• GOAL OF THE EXERCISE
Scan the entries below for the word "foliage" and copy every line where it turns up.

(Entries taken from a collection)

◇ ◇ ◇ ◇ ◇

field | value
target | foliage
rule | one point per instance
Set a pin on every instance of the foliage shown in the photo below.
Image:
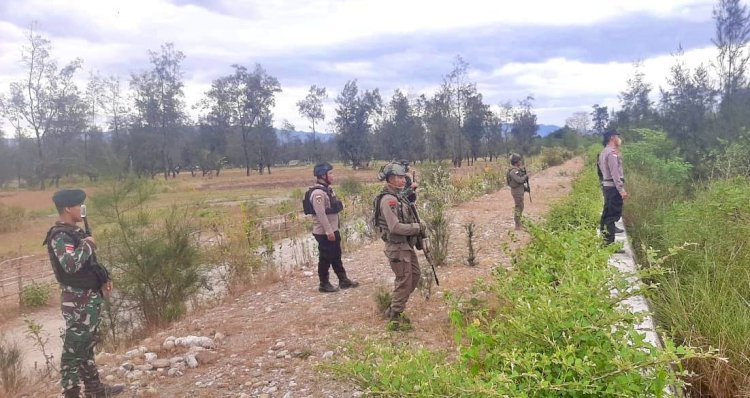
(353, 122)
(36, 295)
(156, 261)
(12, 378)
(652, 154)
(551, 327)
(11, 218)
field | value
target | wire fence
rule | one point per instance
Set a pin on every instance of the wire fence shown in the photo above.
(17, 273)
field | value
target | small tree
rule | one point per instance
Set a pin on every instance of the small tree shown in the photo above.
(156, 264)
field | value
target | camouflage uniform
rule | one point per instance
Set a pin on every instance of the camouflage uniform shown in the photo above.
(399, 229)
(81, 278)
(515, 179)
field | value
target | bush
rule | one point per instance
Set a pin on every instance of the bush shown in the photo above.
(551, 327)
(11, 218)
(35, 295)
(11, 368)
(156, 261)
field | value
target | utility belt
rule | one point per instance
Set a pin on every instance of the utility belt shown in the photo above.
(609, 182)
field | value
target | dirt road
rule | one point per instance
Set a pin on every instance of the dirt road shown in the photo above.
(278, 334)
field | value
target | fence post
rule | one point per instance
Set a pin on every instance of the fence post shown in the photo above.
(20, 283)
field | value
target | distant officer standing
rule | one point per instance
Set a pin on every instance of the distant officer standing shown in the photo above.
(399, 230)
(326, 206)
(613, 184)
(83, 282)
(516, 178)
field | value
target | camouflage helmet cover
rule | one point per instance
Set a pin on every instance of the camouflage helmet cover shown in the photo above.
(390, 169)
(515, 158)
(321, 169)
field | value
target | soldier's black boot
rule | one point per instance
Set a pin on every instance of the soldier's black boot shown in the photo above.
(74, 392)
(346, 283)
(326, 287)
(99, 390)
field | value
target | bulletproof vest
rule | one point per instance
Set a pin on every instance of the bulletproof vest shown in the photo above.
(91, 276)
(403, 211)
(336, 204)
(509, 180)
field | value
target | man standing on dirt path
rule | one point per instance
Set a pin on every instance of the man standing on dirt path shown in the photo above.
(325, 229)
(399, 230)
(613, 184)
(516, 178)
(84, 283)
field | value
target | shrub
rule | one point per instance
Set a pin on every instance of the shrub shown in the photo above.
(551, 327)
(11, 368)
(35, 295)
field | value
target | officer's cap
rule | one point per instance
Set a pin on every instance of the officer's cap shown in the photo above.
(392, 169)
(68, 197)
(608, 135)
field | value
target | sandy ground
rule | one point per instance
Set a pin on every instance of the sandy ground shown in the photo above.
(291, 315)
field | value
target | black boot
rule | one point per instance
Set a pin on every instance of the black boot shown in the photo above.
(347, 283)
(100, 390)
(326, 287)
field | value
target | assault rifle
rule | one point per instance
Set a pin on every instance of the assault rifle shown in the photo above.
(527, 185)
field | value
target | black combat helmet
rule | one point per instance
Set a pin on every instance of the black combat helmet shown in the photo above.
(321, 169)
(515, 158)
(608, 135)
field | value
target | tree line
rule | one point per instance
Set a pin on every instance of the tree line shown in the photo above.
(142, 126)
(706, 115)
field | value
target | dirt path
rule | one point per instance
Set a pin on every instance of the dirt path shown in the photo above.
(292, 316)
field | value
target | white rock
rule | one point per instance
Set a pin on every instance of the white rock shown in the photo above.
(174, 372)
(132, 354)
(175, 360)
(136, 374)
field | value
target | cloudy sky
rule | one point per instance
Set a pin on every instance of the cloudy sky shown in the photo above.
(568, 54)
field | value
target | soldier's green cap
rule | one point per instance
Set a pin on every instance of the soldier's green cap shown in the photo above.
(69, 197)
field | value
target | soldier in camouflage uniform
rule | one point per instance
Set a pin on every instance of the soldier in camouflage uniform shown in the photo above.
(83, 282)
(399, 229)
(516, 178)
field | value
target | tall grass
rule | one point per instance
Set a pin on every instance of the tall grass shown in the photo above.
(551, 327)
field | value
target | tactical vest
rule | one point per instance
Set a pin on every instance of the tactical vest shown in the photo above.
(510, 181)
(336, 205)
(91, 276)
(403, 211)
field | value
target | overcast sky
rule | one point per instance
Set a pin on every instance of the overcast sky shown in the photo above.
(568, 54)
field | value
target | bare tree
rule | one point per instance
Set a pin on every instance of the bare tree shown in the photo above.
(312, 109)
(35, 102)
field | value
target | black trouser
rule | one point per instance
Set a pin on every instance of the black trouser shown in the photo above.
(611, 213)
(329, 254)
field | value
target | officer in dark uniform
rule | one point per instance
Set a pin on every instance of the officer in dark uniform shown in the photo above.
(613, 184)
(83, 282)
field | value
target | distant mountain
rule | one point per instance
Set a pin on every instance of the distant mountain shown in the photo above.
(546, 129)
(303, 136)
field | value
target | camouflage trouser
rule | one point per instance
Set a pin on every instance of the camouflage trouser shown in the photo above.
(405, 266)
(517, 194)
(81, 312)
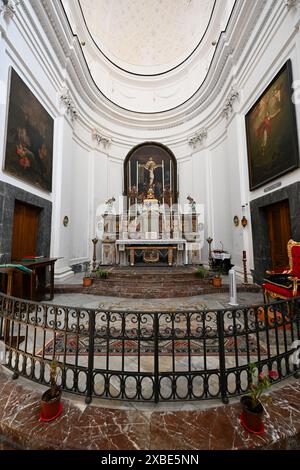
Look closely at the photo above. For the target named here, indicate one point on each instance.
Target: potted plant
(51, 406)
(252, 404)
(87, 279)
(217, 279)
(201, 272)
(102, 273)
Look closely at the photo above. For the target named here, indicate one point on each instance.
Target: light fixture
(244, 220)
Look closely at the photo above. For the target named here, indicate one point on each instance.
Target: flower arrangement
(252, 414)
(259, 383)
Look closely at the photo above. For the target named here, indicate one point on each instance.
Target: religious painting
(272, 137)
(150, 174)
(29, 137)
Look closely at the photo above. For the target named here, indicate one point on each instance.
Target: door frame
(261, 255)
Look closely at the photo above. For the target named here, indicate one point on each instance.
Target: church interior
(149, 224)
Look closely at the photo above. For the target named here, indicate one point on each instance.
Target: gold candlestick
(95, 241)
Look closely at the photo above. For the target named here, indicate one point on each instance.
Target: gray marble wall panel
(261, 244)
(8, 195)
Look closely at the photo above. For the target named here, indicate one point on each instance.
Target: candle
(163, 175)
(129, 176)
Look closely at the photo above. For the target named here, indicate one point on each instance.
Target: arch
(164, 176)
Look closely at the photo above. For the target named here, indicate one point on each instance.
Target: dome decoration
(147, 33)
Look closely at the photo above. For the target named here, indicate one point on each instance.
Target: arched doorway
(150, 170)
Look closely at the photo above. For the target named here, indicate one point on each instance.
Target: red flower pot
(87, 281)
(252, 418)
(50, 407)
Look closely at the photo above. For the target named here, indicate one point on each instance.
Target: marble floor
(144, 426)
(203, 302)
(42, 344)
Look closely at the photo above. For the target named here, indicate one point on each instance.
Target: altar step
(150, 285)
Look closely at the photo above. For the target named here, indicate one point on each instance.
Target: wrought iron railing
(150, 356)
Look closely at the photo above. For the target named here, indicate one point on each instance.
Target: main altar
(151, 227)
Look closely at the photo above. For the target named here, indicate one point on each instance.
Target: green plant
(201, 272)
(102, 273)
(87, 269)
(259, 383)
(54, 372)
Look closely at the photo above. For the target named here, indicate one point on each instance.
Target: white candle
(163, 175)
(129, 176)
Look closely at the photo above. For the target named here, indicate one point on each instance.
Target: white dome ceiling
(150, 34)
(148, 56)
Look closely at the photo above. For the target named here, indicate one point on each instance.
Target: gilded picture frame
(271, 129)
(29, 136)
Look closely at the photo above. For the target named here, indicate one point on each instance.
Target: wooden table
(9, 272)
(37, 288)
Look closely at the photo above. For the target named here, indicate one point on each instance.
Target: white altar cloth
(181, 244)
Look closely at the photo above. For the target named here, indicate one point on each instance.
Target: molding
(7, 8)
(100, 139)
(244, 20)
(198, 138)
(291, 4)
(228, 106)
(68, 103)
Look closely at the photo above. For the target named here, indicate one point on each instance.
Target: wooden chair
(286, 283)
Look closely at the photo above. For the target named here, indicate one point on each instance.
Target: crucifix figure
(151, 166)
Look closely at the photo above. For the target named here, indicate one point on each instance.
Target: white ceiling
(147, 33)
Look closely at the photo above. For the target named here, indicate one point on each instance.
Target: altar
(151, 226)
(151, 250)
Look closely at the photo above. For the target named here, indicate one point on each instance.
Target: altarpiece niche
(150, 173)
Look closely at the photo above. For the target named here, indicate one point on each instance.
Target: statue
(109, 205)
(192, 203)
(150, 166)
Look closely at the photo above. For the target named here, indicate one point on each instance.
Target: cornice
(68, 52)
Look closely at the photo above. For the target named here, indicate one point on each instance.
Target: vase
(252, 418)
(87, 281)
(50, 407)
(217, 282)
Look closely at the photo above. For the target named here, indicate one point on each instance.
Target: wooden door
(279, 224)
(24, 238)
(25, 230)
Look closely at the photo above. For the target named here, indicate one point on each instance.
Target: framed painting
(29, 136)
(272, 138)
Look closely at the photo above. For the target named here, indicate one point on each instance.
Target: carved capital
(100, 139)
(228, 106)
(7, 8)
(197, 139)
(68, 103)
(291, 3)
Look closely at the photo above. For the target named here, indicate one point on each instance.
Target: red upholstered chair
(284, 284)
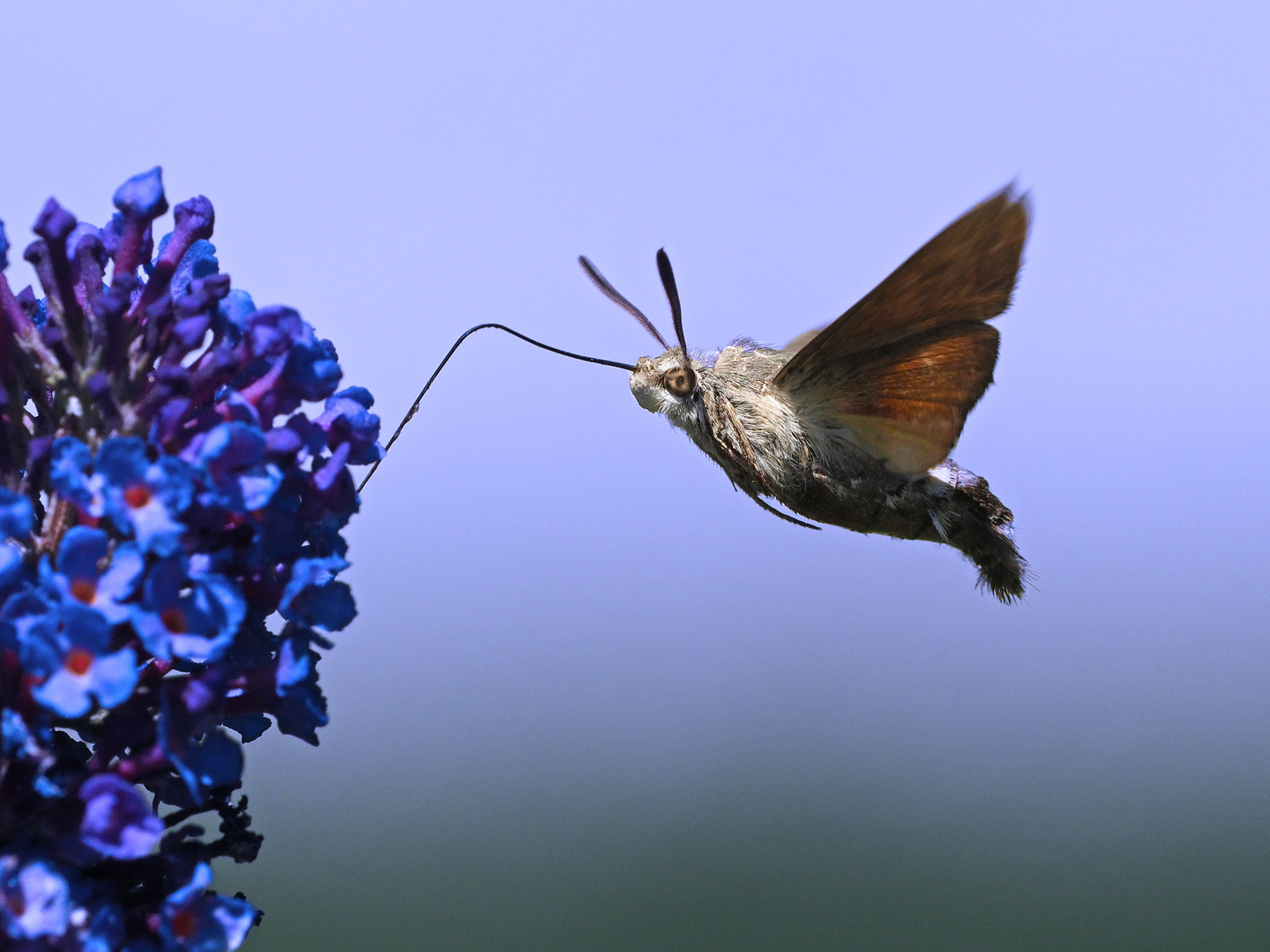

◇ ◇ ◇ ◇ ◇

• REPLY
target | foliage
Set a pin on every instance of the foliage shown in the photo below.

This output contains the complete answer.